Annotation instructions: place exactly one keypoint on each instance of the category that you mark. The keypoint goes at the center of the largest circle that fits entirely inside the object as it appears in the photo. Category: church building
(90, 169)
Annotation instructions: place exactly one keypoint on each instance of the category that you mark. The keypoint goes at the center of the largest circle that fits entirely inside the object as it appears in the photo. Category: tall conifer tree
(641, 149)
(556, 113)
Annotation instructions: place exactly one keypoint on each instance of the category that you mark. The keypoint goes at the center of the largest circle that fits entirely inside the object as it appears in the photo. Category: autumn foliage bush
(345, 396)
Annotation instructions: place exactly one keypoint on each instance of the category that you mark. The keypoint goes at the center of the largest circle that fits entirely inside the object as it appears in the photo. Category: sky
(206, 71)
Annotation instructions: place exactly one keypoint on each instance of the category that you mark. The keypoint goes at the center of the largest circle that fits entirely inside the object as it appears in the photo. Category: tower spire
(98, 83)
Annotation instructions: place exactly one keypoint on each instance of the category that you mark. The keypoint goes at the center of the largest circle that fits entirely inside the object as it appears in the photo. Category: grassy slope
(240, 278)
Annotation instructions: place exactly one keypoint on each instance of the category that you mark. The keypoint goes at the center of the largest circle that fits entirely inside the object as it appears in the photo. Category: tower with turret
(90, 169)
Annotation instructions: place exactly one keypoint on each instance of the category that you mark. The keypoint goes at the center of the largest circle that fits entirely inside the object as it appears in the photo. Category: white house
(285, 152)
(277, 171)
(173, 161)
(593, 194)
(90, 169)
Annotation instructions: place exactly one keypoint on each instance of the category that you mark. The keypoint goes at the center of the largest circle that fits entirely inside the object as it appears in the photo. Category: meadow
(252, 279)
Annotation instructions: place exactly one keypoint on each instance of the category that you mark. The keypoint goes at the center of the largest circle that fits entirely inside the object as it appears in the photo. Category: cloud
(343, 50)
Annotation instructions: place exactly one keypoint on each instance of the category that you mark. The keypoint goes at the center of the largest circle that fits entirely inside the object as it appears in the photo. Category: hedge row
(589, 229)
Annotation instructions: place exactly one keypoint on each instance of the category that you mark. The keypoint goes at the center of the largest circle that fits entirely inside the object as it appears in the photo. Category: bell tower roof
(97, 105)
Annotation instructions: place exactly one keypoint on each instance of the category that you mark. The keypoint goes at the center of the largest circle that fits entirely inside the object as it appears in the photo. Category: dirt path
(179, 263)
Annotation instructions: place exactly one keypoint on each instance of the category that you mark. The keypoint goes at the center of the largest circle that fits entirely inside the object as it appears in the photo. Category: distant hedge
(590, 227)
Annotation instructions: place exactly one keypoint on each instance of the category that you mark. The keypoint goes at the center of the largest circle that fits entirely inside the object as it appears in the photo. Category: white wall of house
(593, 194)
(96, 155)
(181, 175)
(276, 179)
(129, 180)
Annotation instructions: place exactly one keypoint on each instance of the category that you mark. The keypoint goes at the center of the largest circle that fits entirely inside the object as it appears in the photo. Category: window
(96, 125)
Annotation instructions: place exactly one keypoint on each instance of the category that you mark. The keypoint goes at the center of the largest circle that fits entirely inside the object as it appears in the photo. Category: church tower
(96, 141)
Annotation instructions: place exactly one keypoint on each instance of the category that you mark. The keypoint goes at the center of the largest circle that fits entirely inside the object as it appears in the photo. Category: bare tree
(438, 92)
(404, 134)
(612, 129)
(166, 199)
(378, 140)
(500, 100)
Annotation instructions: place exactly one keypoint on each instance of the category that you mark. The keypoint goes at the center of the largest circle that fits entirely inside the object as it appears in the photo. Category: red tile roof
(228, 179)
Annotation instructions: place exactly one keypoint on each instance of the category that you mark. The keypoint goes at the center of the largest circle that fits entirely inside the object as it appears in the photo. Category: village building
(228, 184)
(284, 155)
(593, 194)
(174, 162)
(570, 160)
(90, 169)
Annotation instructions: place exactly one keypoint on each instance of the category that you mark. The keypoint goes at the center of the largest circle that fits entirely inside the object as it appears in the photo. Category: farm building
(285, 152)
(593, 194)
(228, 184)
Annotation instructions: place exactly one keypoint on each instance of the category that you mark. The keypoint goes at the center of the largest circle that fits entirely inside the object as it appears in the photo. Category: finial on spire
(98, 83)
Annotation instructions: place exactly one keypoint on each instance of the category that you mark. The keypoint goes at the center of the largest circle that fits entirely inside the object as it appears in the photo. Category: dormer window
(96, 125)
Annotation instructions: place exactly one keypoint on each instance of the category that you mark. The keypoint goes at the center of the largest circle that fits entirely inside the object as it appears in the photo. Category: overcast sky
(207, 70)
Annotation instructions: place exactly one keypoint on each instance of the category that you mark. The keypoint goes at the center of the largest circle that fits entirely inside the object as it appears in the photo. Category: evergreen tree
══════
Reproduce every line of the data, from the line containing "Category: village building" down to the end, and offset both numbers in each keypoint coordinate pair by -11.

Annotation instructions: place exactly one keypoint on each instance of the category that you mark. The keypoint goes at the center of the largest circle that fits entirely inside the object as it appears in the photo. Category: village building
(217, 173)
(273, 144)
(582, 183)
(163, 151)
(559, 149)
(79, 158)
Annotation instructions: place exactly one keypoint on each instance of the category that you mark. The keypoint goes at the center of the largest circle that fits entirely inside the object as it appears in the photo. Category: farm building
(274, 141)
(582, 183)
(217, 173)
Annotation instructions: place exactly one keypoint on each instance of the category that you mark. The keypoint goes at the center of the largest circle that fits entirely inside the object as it appears in the photo. Category: finial on spire
(87, 72)
Annotation instructions: place exactly one keypoint on each instance of the category that you mark. The keypoint goes at the center of the largest circle that fits entirely inside the object as it appears in the photo. Category: dormer window
(85, 114)
Annotation instructions: place exactly one keypoint on each instance of the category that you mark. The keypoint goes at the center of the largest circle that fits entirely inside the object as it appears in the photo. Category: overcast sky
(196, 59)
Annotation instructions: place exactly one keypoint on each instance of the category that you mark. The keypoint goes at the center of the largest circle that fits entirely inside the object as it appears in the photo. Category: evergreen tree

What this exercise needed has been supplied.